* What you need to do
Can you repeat all of the material below, changing every "pixel coordinates" to "x, y coordinates" and keeping everything else the same, but leaving out the pictures?

---------- Data rows

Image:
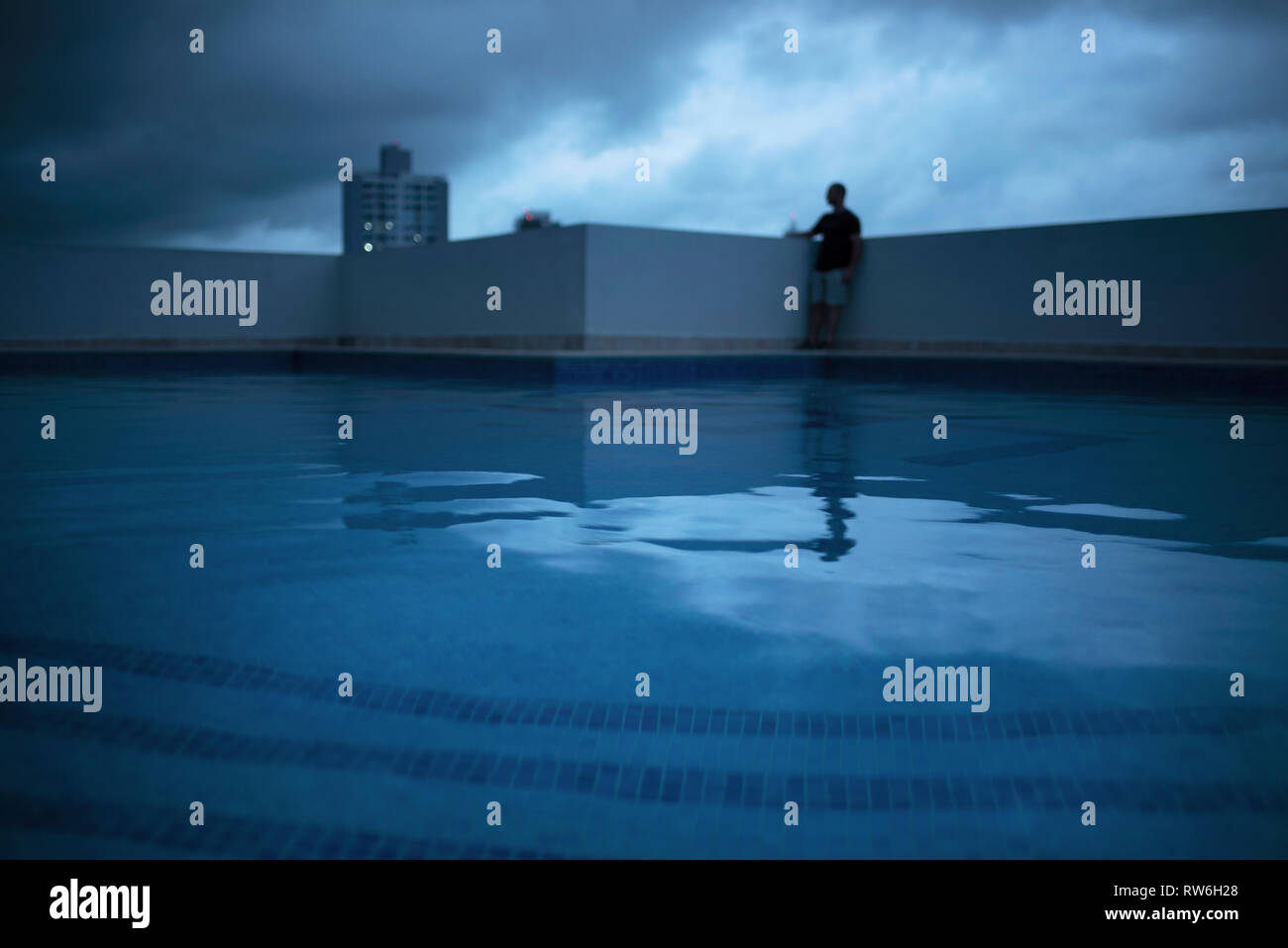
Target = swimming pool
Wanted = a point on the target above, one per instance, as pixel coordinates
(519, 685)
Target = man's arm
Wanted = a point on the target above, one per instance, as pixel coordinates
(855, 253)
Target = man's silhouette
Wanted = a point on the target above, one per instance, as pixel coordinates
(837, 257)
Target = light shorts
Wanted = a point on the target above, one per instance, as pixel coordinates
(827, 287)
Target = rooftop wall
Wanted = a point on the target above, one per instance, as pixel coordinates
(1205, 283)
(1206, 290)
(101, 298)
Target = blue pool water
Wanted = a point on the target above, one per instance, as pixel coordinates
(518, 685)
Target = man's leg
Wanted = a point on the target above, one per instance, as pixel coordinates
(815, 322)
(833, 317)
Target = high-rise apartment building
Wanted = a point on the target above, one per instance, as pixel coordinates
(393, 207)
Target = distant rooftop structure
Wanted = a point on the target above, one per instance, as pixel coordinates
(393, 207)
(531, 220)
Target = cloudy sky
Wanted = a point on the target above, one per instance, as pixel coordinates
(237, 147)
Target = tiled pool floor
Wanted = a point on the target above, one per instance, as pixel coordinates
(518, 685)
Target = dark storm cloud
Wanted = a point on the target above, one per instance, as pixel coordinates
(239, 146)
(151, 138)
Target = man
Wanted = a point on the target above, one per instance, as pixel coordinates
(837, 257)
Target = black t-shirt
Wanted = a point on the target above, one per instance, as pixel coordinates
(836, 227)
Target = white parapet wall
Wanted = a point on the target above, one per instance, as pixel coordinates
(101, 298)
(1205, 285)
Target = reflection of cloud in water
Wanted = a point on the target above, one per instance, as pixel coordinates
(928, 579)
(1108, 510)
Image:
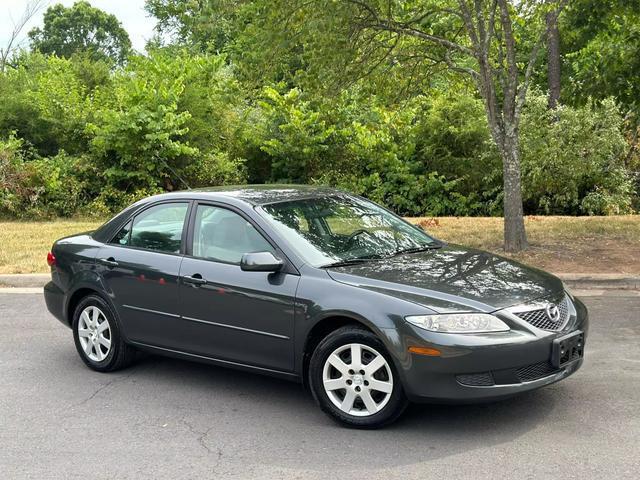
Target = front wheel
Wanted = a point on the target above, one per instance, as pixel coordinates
(353, 379)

--------------------

* Response to the exercise
Image:
Target = swimming pool
Wanted = a point on the target above, one per instance, as x, y coordinates
(519, 685)
Target = man's arm
Wanted = a point on the target above, one per instance, as x, y coordinates
(855, 253)
Target = man's silhouette
Wanted = a point on the target above, one per instance, as x, y coordinates
(837, 257)
Target = light shorts
Wanted = a point on the target above, one per instance, as x, y coordinates
(827, 287)
Target = rooftop wall
Wanted = a point on the target above, one per instance, as x, y coordinates
(1205, 283)
(1206, 290)
(101, 298)
Target = blue pool water
Wanted = a point on the target above, one per instance, as x, y coordinates
(518, 685)
Target = man's leg
Wanted = a point on the target above, one per instance, as x, y coordinates
(815, 322)
(833, 317)
Target = high-rise apartment building
Wanted = a point on the target above, one per instance, as x, y coordinates
(393, 207)
Target = distant rooftop structure
Wanted = a point on the target above, one per instance, as x, y coordinates
(393, 207)
(531, 220)
Target = cloudy sky
Wanted = a point on the target above, one per instance, as x, y coordinates
(237, 147)
Target = tiled pool floor
Wanted = a point on the target above, one per instance, as x, y coordinates
(518, 685)
Target = dark storm cloud
Wanted = a point on the target above, one per instance, as x, y coordinates
(239, 146)
(151, 138)
Target = man
Wanted = a point on the target above, one per instance, as x, y coordinates
(837, 257)
Target = black t-shirt
Wanted = a point on the target above, one per instance, as x, y coordinates
(836, 227)
Target = white parapet wall
Wanted = a point on the target above, one per instance, as x, y coordinates
(101, 298)
(1205, 285)
Target = reflection of cloud in water
Wanted = a point on the target above, one per instance, as x, y coordinates
(928, 579)
(1108, 510)
Image:
Target = front wheel
Wanted = a point on the target above, one per instance, as x, y coordinates
(353, 379)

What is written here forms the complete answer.